TASK INSTRUCTIONS: Put every line of the material below into a JSON list of strings, one string per line, skipping blank lines. Leave the pictures out of the list.

INPUT RECORDS:

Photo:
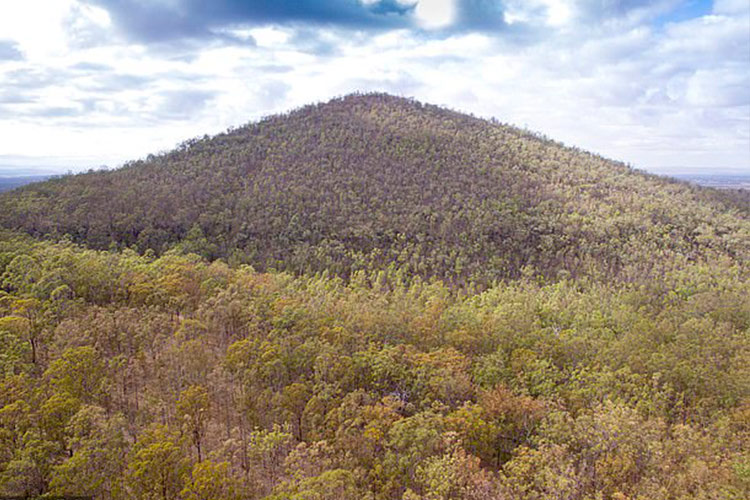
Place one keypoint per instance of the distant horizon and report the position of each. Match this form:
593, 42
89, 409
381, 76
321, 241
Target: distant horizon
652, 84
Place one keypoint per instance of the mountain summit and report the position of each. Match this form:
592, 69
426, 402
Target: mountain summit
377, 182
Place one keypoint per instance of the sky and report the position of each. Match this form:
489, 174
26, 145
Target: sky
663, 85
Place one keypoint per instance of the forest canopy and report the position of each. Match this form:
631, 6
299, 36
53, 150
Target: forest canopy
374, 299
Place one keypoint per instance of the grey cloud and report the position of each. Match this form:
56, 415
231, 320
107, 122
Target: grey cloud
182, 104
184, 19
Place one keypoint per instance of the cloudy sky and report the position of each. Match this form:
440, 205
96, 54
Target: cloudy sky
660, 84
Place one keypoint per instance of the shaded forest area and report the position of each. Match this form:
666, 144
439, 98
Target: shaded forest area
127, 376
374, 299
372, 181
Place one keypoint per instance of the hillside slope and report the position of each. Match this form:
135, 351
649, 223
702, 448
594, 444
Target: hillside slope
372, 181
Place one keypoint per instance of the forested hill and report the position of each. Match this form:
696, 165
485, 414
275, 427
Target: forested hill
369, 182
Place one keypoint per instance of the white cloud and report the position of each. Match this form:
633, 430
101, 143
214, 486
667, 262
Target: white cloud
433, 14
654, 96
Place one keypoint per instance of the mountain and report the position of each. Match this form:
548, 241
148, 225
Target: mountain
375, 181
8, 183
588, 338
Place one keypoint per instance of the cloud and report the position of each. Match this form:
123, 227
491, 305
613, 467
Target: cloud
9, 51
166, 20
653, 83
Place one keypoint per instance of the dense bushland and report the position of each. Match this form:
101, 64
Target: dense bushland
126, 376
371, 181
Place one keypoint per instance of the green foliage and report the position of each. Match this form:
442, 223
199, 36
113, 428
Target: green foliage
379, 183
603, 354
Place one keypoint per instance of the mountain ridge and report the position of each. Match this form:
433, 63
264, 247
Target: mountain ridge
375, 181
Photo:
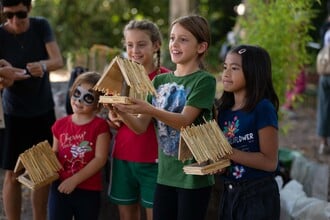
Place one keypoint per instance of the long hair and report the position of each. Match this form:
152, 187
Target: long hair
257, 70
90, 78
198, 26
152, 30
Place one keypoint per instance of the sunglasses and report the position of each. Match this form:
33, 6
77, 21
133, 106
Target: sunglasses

EXERCISE RESPONSE:
[
  "Photo:",
  "Place one keypoint per instance of the distant horizon and report the position of each. Match this form:",
  "593, 42",
  "89, 409",
  "381, 76",
  "321, 241",
  "Target: distant horizon",
  "652, 84",
  "Place one keypoint per instance of the mountain summit and report the position of each. Match this form:",
  "592, 69",
  "426, 402",
  "Target: mountain summit",
  "377, 182",
  "Place one keypoint per instance of the sky and report the position of each. Match this form:",
  "489, 174",
  "26, 145",
  "Target: sky",
  "663, 85",
  "Place one keypoint per instance of the forest canopy and report the position of each. Match this form:",
  "631, 6",
  "299, 36",
  "53, 150",
  "Target: forest canopy",
  "374, 299",
  "Place one keypoint per instance of the grey cloud and report the position of each. Match this form:",
  "56, 415",
  "231, 320",
  "107, 122",
  "Target: grey cloud",
  "182, 104",
  "184, 19",
  "Place one keypoint per instance of the cloudy sky and report the position of each. Match this form:",
  "440, 205",
  "96, 54",
  "Target: cloudy sky",
  "660, 84",
  "Place one keypoint per instance of the shaded forest area and report the position of each. Match this form:",
  "666, 144",
  "439, 98",
  "Target: shaded forest area",
  "127, 376",
  "374, 299",
  "372, 181",
  "Place one keypoint per instance of the hillside slope and report the position of each. Match this form:",
  "135, 351",
  "649, 223",
  "702, 448",
  "594, 444",
  "Target: hillside slope",
  "372, 181",
  "Place one keypoint per instance of the forested hill and report the position of each. Match this form:",
  "696, 165",
  "485, 414",
  "275, 427",
  "Target: forested hill",
  "369, 182",
  "Place one keypoint per instance of the white cloud and report the position of each. Match this form:",
  "633, 430",
  "101, 143",
  "214, 486",
  "667, 262",
  "Target: white cloud",
  "433, 14",
  "654, 96",
  "Place one keypoint per instance of the mountain and report the position of each. Match this form:",
  "548, 241",
  "148, 225",
  "Target: mountain",
  "375, 181",
  "8, 183",
  "588, 338",
  "Place one keypoint per instance of the cloud and report the position of each. Match this form:",
  "123, 227",
  "491, 305",
  "613, 467",
  "Target: cloud",
  "9, 51",
  "166, 20",
  "653, 83",
  "Place one keypoint per instance of the dense bushland and report the position of each. Match this form:",
  "101, 64",
  "Target: dense bushland",
  "126, 376",
  "371, 181",
  "Place one keypoint per instance of the green foliage and report the position of each. Match this form:",
  "442, 223",
  "199, 36",
  "113, 428",
  "Target: green foliage",
  "379, 183",
  "603, 354",
  "Place one keypoint per instance of the mountain ridge and report the position of each. Match this form:",
  "433, 63",
  "264, 247",
  "Target: mountain ridge",
  "375, 181",
  "Photo:",
  "Place one keypoint per instance of the long hair and report the position of each. Match this form:",
  "152, 187",
  "Target: long hair",
  "257, 70",
  "90, 78",
  "198, 26",
  "152, 30",
  "Place one keypoint per instance of the sunglasses and report the position of each. Match this form:",
  "33, 6",
  "77, 21",
  "133, 106",
  "Target: sunglasses"
]